Selected passage =>
+---+
The recent discussion about the programming paradigm needing an update spanned a number of topics (the discussion is so dense that it could probably make up a couple book chapters). One theme that kept coming up is that the current state of the art in business computing is horrid.
As much as I hail the growing insight that existing metaphors to build software are not sufficient or even detrimental, we still are in dire need of new metaphors.
David Korten talks about new stories that we need to tell, to tip the balance from the old world views that even for centuries have been retold and thus almost have become grafted into our genes. The new stories are based on other, different metaphors based on collaboration, on connecting, on creating abundance by frugality and sharing.
These stories can be retold in many different ways. This is something we can do now and here, and I have made many attempts on my website. Especially for new projects, at the start of a period of hectic activity, it is imperative to tell these stories, to align the minds and move them as much as possible away from prevailing mindsets based on competition, on automating obsolete tasks, on slanted views about what is really needed.
+---+
Exercise set =>
**A.** In the passage on software metaphors, what are the new stories David Korten talks about based on?
**B.** Repeat the passage on software metaphors word for word, from "As much as I" to "of new metaphors.".
**C.** Carry the passage on software metaphors forward past its last sentence, keeping the same voice and topic.
+---+
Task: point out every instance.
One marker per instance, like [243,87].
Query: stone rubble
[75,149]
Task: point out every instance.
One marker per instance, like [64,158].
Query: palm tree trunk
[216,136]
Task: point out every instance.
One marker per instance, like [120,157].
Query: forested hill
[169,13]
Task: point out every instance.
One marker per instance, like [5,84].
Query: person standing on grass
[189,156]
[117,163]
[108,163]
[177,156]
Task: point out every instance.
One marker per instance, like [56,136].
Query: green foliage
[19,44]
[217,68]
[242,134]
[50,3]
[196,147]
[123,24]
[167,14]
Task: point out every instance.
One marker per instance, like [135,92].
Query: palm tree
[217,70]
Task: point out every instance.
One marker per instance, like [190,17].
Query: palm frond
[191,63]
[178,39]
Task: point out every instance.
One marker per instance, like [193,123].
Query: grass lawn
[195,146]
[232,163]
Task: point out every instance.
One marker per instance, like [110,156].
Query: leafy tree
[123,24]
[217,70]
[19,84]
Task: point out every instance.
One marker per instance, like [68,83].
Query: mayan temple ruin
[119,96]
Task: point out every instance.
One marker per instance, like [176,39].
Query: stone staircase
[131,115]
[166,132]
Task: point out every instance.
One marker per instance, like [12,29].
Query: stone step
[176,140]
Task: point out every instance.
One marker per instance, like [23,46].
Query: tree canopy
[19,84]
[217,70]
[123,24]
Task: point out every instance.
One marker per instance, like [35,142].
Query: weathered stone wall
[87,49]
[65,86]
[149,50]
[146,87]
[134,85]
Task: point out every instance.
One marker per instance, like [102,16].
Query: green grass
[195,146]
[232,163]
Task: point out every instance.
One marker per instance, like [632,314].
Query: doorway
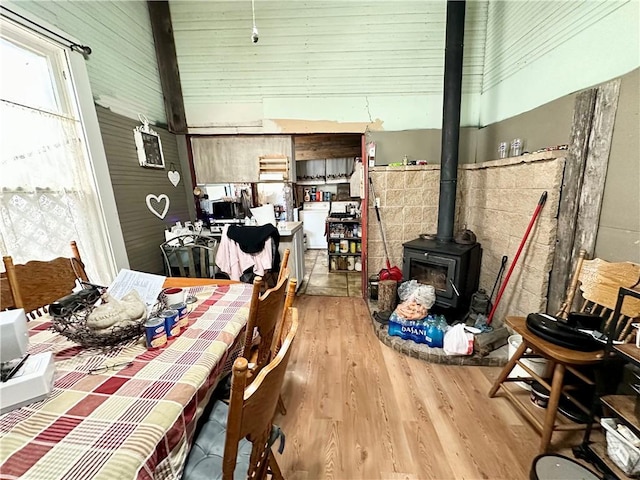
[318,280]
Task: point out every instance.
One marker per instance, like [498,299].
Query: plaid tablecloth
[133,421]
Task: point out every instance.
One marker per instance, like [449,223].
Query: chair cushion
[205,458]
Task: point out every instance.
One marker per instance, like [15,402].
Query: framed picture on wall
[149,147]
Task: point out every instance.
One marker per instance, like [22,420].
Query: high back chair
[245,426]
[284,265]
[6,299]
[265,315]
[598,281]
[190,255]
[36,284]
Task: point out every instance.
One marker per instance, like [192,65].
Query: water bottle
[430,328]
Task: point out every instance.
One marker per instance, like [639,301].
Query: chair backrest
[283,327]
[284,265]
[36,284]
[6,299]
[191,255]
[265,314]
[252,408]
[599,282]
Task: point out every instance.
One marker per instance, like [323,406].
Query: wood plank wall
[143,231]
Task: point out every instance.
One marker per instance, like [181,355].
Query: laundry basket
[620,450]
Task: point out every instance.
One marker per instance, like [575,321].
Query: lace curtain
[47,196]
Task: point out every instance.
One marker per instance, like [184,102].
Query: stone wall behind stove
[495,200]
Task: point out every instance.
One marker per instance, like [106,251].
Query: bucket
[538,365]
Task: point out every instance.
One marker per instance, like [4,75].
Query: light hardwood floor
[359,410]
+---+
Answers below =>
**A.** Metaphors based on collaboration, on connecting, and on creating abundance by frugality and sharing.

**B.**
As much as I hail the growing insight that existing metaphors to build software are not sufficient or even detrimental, we still are in dire need of new metaphors.

**C.**
Fortunately we can base our stories on many developments in science, especially in biology and physics. In biology there is a growing consensus that the old stories of survival of the fittest (a typical competition story) is severely crippled. In physics, and especially quantum physics, it has been shown that our universe is wonderfully complex, with even distant galaxies linked to our modest planet in a web of creation.
Stories can be told around this, for example Darwins Radio by Greg Bear.